- 3675 Okunma
- 0 Yorum
- 0 Beğeni
Cennet
Cennet de, muttakiler için, uzakta değildir, (o gün) yakınlaştırılmıştır. Bu size vaat olunandır; (gönülden Allah’a) yönelip dönen (İslam’ın hükümlerini) koruyan, görmediği halde Rahman’a karşı ’içi titreyerek korku duyan’ ve ’içten Allah’a yönelmiş’ bir kalp ile gelen içindir. Ona ’esenlik ve barış (selam)la’ girin. Bu ebedilik günüdür. (Kaf Suresi, 31-34)
‘Allah Katındaki asıl varılacak güzel yer’ olan cennete layık olan inananlar, hesap gününde defterlerini sağ yanlarından alırlar ve Rabbimizin kendileri için hazırladığı cennetlerde sonsuza dek büyük bir hoşnutluk içinde yaşarlar. Kuran’da müminler şöyle müjdelenir:
Artık kimin kitabı sağ yanından verilirse, o, kolay bir hesap (sorgu) ile sorguya çekilecek, ve kendi yakınlarına sevinç içinde dönmüş olacaktır. (İnşikak Suresi, 7-9)
Artık kitabı sağ-eline verilen kişi, der ki: "Alın, kitabımı okuyun. Çünkü ben, gerçekten hesabıma kavuşacağımı sanmış (anlamış)tım." Artık o, hoşnut bir yaşama içindedir. Yüksek bir cennette. (Hakka Suresi, 19-22)
Dünya hayatında Allah’ın hoşnutluğunu kazanmış müminler cennette melekler tarafından "Selam üzerinize olsun, hoş ve temiz geldiniz. Ebedi kalıcılar olarak ona girin" (Zümer Suresi, 73) sözleriyle karşılanırlar.
Esenlik, güvenlik ve selamla cennete girer müminler. Kapılar sonsuzluğa kilitlenir. Ve ölüm orada ölür.
İşte onlar, sabretmelerine karşılık (cennetin en gözde yerinde) odalarla ödüllendirilirler ve orda esenlik dileği ve selamla karşılanırlar. Orda ebedi olarak kalıcıdırlar; o, ne güzel bir karargah ve ne güzel bir konaklama yeridir. (Furkan Suresi, 75-76)
Sonsuz mutluluk yurdu cennetle ödüllendirilmeyi umut eden insan, ‘binasının temelini, Allah korkusu ve hoşnutluğu üzerine’ kurar, salih amellerinde süreklidir. Ahirete kesin bir bilgiyle iman eder ve hedefi yalnızca Allah’ın rızasıdır.

● Yönergeler:
1 > Cennet konulu metne göre cennete layık olan inananlar, hesap gününde defterlerini hangi yanlarından alır?
2 > Cennet konulu metni kaldığı yerden devralın ve son cümlesinin ardından sürdürün.
Öğelerin cennet konulu metinle hiçbir ilgisi yoktur.

● Veri kümesi:
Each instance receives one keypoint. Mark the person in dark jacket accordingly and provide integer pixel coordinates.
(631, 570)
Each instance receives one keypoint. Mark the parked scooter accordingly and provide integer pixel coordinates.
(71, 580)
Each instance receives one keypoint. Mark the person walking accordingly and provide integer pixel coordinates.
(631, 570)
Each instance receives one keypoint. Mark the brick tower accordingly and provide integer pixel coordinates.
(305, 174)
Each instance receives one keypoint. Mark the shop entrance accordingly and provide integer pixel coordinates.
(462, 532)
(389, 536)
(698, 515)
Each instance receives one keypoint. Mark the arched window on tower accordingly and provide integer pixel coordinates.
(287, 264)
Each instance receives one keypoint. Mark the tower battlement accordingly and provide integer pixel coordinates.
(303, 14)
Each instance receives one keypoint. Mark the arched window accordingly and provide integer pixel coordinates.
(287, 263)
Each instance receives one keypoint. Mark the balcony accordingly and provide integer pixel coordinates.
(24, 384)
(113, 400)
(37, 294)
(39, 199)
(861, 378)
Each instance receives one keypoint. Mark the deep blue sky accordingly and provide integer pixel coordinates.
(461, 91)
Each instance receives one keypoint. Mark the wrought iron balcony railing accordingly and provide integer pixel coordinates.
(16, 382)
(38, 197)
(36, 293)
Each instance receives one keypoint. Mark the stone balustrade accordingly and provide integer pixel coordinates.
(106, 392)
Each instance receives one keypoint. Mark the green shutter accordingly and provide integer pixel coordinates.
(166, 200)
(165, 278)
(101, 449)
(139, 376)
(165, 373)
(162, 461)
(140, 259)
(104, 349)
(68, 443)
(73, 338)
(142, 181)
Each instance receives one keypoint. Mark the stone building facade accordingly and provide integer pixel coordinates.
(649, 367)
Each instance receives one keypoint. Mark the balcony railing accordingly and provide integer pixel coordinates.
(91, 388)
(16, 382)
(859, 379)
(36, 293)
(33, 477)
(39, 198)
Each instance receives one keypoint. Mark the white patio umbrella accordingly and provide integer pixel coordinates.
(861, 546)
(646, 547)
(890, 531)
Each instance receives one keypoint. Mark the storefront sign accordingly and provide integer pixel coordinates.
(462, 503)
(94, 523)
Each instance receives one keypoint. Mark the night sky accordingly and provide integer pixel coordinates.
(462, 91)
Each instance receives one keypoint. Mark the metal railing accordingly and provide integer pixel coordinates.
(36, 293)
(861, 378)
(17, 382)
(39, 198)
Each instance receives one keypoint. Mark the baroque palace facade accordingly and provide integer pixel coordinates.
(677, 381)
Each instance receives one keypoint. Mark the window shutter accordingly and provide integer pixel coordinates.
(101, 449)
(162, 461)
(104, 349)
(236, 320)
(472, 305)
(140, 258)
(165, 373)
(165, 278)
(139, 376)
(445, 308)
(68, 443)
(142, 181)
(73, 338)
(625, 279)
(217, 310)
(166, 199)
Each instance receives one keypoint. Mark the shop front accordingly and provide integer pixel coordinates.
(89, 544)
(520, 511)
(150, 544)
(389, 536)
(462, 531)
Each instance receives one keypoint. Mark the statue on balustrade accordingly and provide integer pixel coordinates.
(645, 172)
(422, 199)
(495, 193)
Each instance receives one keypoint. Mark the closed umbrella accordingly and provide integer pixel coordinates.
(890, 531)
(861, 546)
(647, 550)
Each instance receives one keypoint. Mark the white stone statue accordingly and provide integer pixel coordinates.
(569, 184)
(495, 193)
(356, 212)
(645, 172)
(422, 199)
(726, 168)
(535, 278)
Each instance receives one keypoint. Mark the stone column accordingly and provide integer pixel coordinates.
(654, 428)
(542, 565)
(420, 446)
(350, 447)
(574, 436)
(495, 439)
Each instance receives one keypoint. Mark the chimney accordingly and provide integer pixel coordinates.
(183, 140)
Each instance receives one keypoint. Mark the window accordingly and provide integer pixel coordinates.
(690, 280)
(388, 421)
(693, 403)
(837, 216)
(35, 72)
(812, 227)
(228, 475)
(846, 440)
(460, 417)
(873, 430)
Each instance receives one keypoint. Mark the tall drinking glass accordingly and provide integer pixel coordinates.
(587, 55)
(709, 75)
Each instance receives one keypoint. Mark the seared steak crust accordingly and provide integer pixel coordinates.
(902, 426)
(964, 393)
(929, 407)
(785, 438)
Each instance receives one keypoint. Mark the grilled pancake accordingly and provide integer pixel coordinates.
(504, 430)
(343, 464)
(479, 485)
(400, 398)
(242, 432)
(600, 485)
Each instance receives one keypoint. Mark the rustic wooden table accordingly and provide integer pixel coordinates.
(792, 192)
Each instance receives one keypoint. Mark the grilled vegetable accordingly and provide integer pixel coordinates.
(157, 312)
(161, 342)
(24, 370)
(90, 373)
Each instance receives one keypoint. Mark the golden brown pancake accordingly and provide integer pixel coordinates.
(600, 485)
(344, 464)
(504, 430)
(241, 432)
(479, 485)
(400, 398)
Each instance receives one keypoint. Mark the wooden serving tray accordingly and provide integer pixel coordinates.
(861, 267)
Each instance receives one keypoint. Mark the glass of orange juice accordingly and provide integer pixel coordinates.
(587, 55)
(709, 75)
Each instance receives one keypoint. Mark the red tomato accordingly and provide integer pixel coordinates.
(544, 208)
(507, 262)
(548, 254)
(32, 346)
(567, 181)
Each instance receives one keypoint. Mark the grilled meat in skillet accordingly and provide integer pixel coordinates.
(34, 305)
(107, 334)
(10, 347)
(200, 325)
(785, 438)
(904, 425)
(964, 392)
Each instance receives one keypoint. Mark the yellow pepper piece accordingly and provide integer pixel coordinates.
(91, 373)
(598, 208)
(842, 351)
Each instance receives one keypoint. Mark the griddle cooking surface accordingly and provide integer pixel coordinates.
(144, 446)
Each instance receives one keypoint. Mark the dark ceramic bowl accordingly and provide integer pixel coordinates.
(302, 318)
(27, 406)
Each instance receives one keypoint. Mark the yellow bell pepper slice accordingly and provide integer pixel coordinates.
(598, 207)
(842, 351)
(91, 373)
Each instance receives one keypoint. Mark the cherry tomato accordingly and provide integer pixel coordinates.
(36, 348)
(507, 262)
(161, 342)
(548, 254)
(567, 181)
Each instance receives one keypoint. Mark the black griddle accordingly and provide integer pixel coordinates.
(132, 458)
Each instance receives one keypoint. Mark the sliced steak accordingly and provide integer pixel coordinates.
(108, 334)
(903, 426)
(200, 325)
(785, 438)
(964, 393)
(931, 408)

● Verilen yanıtlar:
1 > Sağ yanlarından alırlar.

2 >
Allah, cennetini özletmek ve insanlara hatırlatmak için dünyayı eksikliklerle dolu yaratır. İnsan, kendisindeki aczi ve çevresindeki eksiklikleri gördükçe cennete olan isteği artar. Rabbimiz dileseydi her şeyi mükemmel yaratırdı ancak bu, insanı dünya hayatına bağlar ve cennetten gaflete düşürürdü.
Dünyanın en önemli eksikliklerinden biri de sonunun olmasıdır. Oysa cennet, sonsuz güzellikler ve nimetlerle dolu olan ve sonsuza kadar da ‘bıkkınlık ve yorgunluk’ hissedilmeyecek olan huzur dolu bir mekândır.
Ancak dünya hayatına dalarak, ‘yok olacak şeyler’ peşinde koşan kimseler, elbette ki sonsuz cennetin varlığını da göz ardı etmişlerdir. Onların çarpık mantığına göre; şu kısacık hayatın doya doya yaşanması gerekmektedir, çünkü dünyaya bir daha gelinmeyecektir.
Oysa en büyük nimet ve güzellik, Allah’ın hoşnutluğunu kazanmış olmaktır. Bu kazanç, samimi müminler için hiçbir maddi güzellikle kıyaslanamayacak bir mutluluk ve huzurdur.
Allah’ın, hoşnutluğunu kazanan kullarına vaad ettiği o muhteşem yurda, dünyanın yalnızca bir imtihan olarak yaratıldığını bilen, Allah’a teslim olan, vicdanının sesini dinleyen, ölümü ve sonrasını hiç aklından çıkarmayan ve bu gerçeklere göre hareket edenler ulaşırlar.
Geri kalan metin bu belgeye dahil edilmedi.